## TO DO
**A)** Return everything from "Tree Without Leaves (落葉樹, Rakuyōju)" down to "in Hiroshima Prefecture." in the Tree Without Leaves article, copied verbatim.
**B)** Extend the article on the film Tree Without Leaves, beginning right after its final sentence.

## EXERCISE PASSAGE
^^^^^^^^^^^^^^^^
- Japanese film poster
- Directed by: Kaneto Shindō
- Written by: Kaneto Shindō
- Produced by: Masaya Endo; Setsuo Noto; Michiyoshi Takashima;
- Starring: Keiju Kobayashi; Nobuko Otowa; Ichirō Zaitsu;
- Cinematography: Yoshiyuki Miyake
- Edited by: Mitsuo Kondō
- Music by: Hikaru Hayashi
- Production company: Kindai Eiga Kyokai
- Release date: 15 November 1986 (Japan);
- Running time: 105 minutes
- Country: Japan
- Language: Japanese

= Tree Without Leaves =

1986 Japanese film

Tree Without Leaves (落葉樹, Rakuyōju) is a 1986 Japanese autobiographical drama film written and directed by Kaneto Shindō.

==Plot==
Haru, an aged scriptwriter living alone in a house in the mountains, reminiscences his childhood in Hiroshima Prefecture.

The youngest child of four, Haru grows up as the son of a wealthy landowner. His passive father serves as a guarantor of someone else's debts, and slowly loses the family's fortune. Haru's older brother confronts the father for his inactivity, even threatening him with a knife during a violent dispute. Unable to change the father's mind, the brother leaves the house and joins the police force.

The old Haru is paid a visit by a woman who delivers food to his remote residence. She discovers his draft for a novel, asking if he stopped writing screenplays. Haru replies that he is too old and, being the last surviving member of the family, wants to keep his mother's memory alive.

The oldest sister of the young Haru accepts the marriage proposal of an émigré whom she does not love, on the condition that he pays 2,000 yen to help pay the family's debts. Still, neither her dowry nor the younger sister's leaving for the city can prevent the bankruptcy. After selling the estate, Haru and his parents move into the warehouse, while the main house is demolished to sell the usable parts.
^^^^^^^^^^^^^^^^
## GIVEN ENTRIES

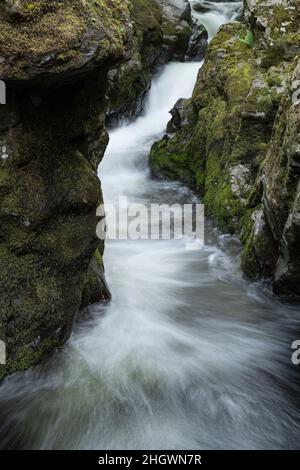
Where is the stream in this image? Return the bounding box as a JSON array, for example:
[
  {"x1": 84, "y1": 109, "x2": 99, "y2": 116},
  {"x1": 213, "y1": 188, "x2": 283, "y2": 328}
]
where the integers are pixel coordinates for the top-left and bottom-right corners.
[{"x1": 0, "y1": 2, "x2": 300, "y2": 449}]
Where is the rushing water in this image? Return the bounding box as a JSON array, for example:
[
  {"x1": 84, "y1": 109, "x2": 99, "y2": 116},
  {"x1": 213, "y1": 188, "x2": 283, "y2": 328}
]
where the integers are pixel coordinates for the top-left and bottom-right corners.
[{"x1": 0, "y1": 4, "x2": 300, "y2": 449}]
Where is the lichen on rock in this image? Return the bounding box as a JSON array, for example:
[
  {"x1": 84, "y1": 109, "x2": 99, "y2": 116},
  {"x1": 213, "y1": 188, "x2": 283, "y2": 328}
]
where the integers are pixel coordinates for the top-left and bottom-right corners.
[{"x1": 150, "y1": 0, "x2": 300, "y2": 299}]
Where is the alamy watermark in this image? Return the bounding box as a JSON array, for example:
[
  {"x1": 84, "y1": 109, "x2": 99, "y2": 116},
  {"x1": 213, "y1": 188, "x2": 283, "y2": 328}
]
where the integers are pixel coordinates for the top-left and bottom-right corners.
[
  {"x1": 97, "y1": 196, "x2": 204, "y2": 249},
  {"x1": 0, "y1": 339, "x2": 6, "y2": 365},
  {"x1": 0, "y1": 80, "x2": 6, "y2": 104}
]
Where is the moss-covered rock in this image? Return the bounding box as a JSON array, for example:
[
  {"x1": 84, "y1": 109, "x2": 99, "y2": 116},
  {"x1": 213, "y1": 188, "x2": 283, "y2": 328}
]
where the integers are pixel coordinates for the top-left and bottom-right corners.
[
  {"x1": 150, "y1": 0, "x2": 300, "y2": 297},
  {"x1": 108, "y1": 0, "x2": 207, "y2": 123},
  {"x1": 0, "y1": 0, "x2": 133, "y2": 378}
]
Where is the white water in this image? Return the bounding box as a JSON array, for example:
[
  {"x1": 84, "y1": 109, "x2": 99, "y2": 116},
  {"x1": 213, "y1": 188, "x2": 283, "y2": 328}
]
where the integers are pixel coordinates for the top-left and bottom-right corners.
[{"x1": 0, "y1": 3, "x2": 300, "y2": 449}]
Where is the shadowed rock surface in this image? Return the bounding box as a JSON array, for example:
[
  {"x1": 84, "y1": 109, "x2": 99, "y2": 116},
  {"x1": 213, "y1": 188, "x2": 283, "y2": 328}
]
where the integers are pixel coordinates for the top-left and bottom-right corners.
[{"x1": 150, "y1": 0, "x2": 300, "y2": 299}]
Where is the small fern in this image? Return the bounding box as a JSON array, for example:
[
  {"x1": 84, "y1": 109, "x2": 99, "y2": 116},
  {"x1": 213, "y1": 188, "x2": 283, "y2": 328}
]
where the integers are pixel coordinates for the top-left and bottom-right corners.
[{"x1": 239, "y1": 31, "x2": 254, "y2": 48}]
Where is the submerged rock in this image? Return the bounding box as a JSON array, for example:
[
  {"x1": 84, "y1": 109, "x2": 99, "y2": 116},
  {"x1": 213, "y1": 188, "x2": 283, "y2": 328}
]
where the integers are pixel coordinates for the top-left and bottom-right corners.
[
  {"x1": 150, "y1": 0, "x2": 300, "y2": 299},
  {"x1": 0, "y1": 0, "x2": 211, "y2": 379}
]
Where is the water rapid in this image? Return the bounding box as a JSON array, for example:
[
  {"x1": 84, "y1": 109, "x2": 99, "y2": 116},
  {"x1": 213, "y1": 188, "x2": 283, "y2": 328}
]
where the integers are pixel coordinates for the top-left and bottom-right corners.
[{"x1": 0, "y1": 2, "x2": 300, "y2": 449}]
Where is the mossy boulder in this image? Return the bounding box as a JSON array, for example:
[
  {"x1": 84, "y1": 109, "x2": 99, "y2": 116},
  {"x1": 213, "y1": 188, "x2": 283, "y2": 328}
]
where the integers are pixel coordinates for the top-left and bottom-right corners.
[
  {"x1": 0, "y1": 0, "x2": 133, "y2": 378},
  {"x1": 150, "y1": 0, "x2": 300, "y2": 298}
]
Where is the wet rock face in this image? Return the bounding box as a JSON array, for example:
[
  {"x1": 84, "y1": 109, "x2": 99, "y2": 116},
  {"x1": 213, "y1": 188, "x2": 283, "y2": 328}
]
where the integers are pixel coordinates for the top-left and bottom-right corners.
[
  {"x1": 0, "y1": 0, "x2": 209, "y2": 379},
  {"x1": 0, "y1": 0, "x2": 133, "y2": 378},
  {"x1": 150, "y1": 0, "x2": 300, "y2": 299},
  {"x1": 108, "y1": 0, "x2": 207, "y2": 124}
]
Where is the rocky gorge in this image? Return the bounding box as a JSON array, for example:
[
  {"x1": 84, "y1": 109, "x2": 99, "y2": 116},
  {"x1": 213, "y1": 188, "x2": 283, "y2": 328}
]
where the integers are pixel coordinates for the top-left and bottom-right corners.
[
  {"x1": 0, "y1": 0, "x2": 207, "y2": 377},
  {"x1": 150, "y1": 0, "x2": 300, "y2": 300},
  {"x1": 0, "y1": 0, "x2": 300, "y2": 450}
]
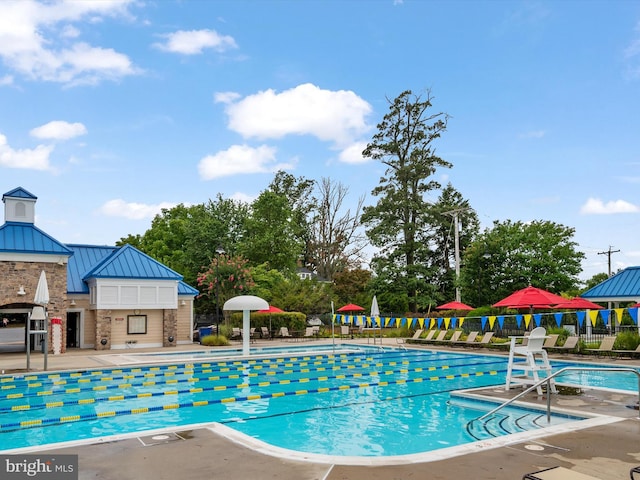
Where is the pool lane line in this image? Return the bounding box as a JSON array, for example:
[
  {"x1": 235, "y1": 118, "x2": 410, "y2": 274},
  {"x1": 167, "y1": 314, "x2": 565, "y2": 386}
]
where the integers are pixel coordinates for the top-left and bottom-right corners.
[
  {"x1": 0, "y1": 360, "x2": 506, "y2": 404},
  {"x1": 0, "y1": 348, "x2": 500, "y2": 400},
  {"x1": 0, "y1": 368, "x2": 506, "y2": 413},
  {"x1": 0, "y1": 370, "x2": 506, "y2": 432}
]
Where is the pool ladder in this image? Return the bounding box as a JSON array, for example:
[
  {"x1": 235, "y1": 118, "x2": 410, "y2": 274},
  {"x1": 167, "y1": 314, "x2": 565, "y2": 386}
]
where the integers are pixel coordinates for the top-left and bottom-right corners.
[{"x1": 478, "y1": 367, "x2": 640, "y2": 423}]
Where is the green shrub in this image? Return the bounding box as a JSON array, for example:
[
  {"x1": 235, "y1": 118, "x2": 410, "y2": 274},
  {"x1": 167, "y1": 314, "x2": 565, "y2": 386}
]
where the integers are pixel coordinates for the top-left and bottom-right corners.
[
  {"x1": 613, "y1": 332, "x2": 640, "y2": 350},
  {"x1": 200, "y1": 336, "x2": 229, "y2": 347}
]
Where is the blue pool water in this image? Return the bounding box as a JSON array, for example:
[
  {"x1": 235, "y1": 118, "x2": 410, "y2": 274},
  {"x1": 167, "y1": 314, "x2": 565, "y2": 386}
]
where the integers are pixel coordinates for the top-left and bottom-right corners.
[{"x1": 0, "y1": 349, "x2": 637, "y2": 456}]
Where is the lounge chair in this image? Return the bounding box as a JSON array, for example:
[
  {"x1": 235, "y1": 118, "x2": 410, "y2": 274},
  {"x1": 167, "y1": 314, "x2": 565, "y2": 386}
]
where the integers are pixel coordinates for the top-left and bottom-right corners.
[
  {"x1": 396, "y1": 329, "x2": 424, "y2": 343},
  {"x1": 280, "y1": 327, "x2": 293, "y2": 338},
  {"x1": 545, "y1": 337, "x2": 580, "y2": 352},
  {"x1": 543, "y1": 333, "x2": 559, "y2": 348},
  {"x1": 478, "y1": 332, "x2": 495, "y2": 345},
  {"x1": 522, "y1": 467, "x2": 604, "y2": 480},
  {"x1": 436, "y1": 330, "x2": 462, "y2": 343},
  {"x1": 585, "y1": 336, "x2": 616, "y2": 355},
  {"x1": 260, "y1": 327, "x2": 271, "y2": 338},
  {"x1": 340, "y1": 325, "x2": 350, "y2": 338},
  {"x1": 451, "y1": 332, "x2": 478, "y2": 346}
]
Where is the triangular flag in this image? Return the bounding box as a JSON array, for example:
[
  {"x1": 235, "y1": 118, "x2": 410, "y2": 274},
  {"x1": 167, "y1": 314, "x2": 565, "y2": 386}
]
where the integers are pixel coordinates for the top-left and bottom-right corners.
[
  {"x1": 614, "y1": 308, "x2": 624, "y2": 325},
  {"x1": 553, "y1": 312, "x2": 564, "y2": 326}
]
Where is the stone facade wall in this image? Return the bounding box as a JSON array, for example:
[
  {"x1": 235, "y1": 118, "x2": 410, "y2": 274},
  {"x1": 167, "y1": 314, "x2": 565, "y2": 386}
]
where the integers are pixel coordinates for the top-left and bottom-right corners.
[
  {"x1": 95, "y1": 310, "x2": 111, "y2": 350},
  {"x1": 0, "y1": 261, "x2": 67, "y2": 353},
  {"x1": 162, "y1": 310, "x2": 178, "y2": 347}
]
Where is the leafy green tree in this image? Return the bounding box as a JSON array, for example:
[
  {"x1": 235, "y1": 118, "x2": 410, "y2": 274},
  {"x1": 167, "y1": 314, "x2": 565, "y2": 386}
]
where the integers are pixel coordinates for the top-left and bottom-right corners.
[
  {"x1": 362, "y1": 90, "x2": 452, "y2": 312},
  {"x1": 198, "y1": 254, "x2": 255, "y2": 313},
  {"x1": 241, "y1": 190, "x2": 304, "y2": 272},
  {"x1": 461, "y1": 220, "x2": 584, "y2": 307}
]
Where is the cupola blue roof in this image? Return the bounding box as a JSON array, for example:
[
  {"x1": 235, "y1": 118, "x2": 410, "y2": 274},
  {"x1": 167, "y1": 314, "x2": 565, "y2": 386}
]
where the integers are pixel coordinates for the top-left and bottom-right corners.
[
  {"x1": 2, "y1": 187, "x2": 38, "y2": 201},
  {"x1": 580, "y1": 267, "x2": 640, "y2": 302}
]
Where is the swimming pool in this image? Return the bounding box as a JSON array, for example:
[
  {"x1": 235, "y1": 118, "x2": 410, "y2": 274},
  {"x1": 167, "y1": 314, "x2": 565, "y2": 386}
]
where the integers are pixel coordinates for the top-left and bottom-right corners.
[{"x1": 0, "y1": 349, "x2": 636, "y2": 457}]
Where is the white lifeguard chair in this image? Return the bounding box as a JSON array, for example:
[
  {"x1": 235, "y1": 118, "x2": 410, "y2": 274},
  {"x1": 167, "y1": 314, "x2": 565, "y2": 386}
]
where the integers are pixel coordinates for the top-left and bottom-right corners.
[{"x1": 505, "y1": 327, "x2": 557, "y2": 395}]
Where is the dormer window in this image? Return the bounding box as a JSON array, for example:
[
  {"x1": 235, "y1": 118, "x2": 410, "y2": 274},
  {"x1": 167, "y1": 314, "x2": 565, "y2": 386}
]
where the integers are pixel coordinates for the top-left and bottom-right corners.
[{"x1": 15, "y1": 202, "x2": 27, "y2": 218}]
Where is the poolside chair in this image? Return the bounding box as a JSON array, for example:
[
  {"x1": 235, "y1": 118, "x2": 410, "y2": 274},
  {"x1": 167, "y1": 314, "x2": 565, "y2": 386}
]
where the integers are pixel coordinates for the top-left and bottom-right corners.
[
  {"x1": 545, "y1": 336, "x2": 580, "y2": 352},
  {"x1": 505, "y1": 327, "x2": 557, "y2": 395},
  {"x1": 442, "y1": 330, "x2": 462, "y2": 343},
  {"x1": 522, "y1": 467, "x2": 604, "y2": 480},
  {"x1": 478, "y1": 332, "x2": 495, "y2": 345},
  {"x1": 280, "y1": 327, "x2": 293, "y2": 339},
  {"x1": 340, "y1": 325, "x2": 350, "y2": 338},
  {"x1": 260, "y1": 327, "x2": 271, "y2": 338},
  {"x1": 543, "y1": 333, "x2": 559, "y2": 348},
  {"x1": 396, "y1": 329, "x2": 424, "y2": 343},
  {"x1": 585, "y1": 336, "x2": 616, "y2": 355},
  {"x1": 451, "y1": 331, "x2": 478, "y2": 346}
]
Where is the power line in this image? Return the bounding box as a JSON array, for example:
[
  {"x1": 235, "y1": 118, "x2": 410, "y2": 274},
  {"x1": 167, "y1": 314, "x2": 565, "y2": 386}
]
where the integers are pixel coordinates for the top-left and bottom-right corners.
[{"x1": 598, "y1": 245, "x2": 620, "y2": 276}]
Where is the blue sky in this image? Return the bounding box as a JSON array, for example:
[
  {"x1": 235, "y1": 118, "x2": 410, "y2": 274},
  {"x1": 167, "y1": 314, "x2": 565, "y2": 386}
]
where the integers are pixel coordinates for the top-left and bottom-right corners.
[{"x1": 0, "y1": 0, "x2": 640, "y2": 278}]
^^^^^^^^^^^^^^^^
## EXPECTED RESULTS
**A)**
Tree Without Leaves (落葉樹, Rakuyōju) is a 1986 Japanese autobiographical drama film written and directed by Kaneto Shindō.

==Plot==
Haru, an aged scriptwriter living alone in a house in the mountains, reminiscences his childhood in Hiroshima Prefecture.

**B)**
Eventually, the mother dies. Back in the present, the old Haru hears his mother's voice, calling him for supper, a reminder of the opening scene.

==Cast==
- Keiju Kobayashi – Old Haru
- Nobuko Otowa – Mother
- Ichiro Zaitsu – Father
- Midori Sono – Older sister
- Shiori Wakaba (as Shiori Suwano) – Younger sister
- Shinsuke Kawamichi – Older brother
- Kazuki Yamanaka – Young Haru
- Taiji Tonoyama – Sakuzo
- Meiko Kaji – Woman who comes to the mountain
- Rokkō Toura – Bailiff

==Background==
Already in his 1984 film The Horizon (地平線), Shindō had chronicled the fate of his older sister, who married a Japanese-American émigré whom she followed to the U.S.

The house in the mountains where the old Harun lives was director Shindō's actual mountain retreat, and is the same building as in A Last Note.

==Reception==
Reviewer Ben Sachs of the Chicago Reader regarded Tree Without Leaves as a "clinically observant work about a terminally detached person", whose methods eventually "cumulate to powerful effect".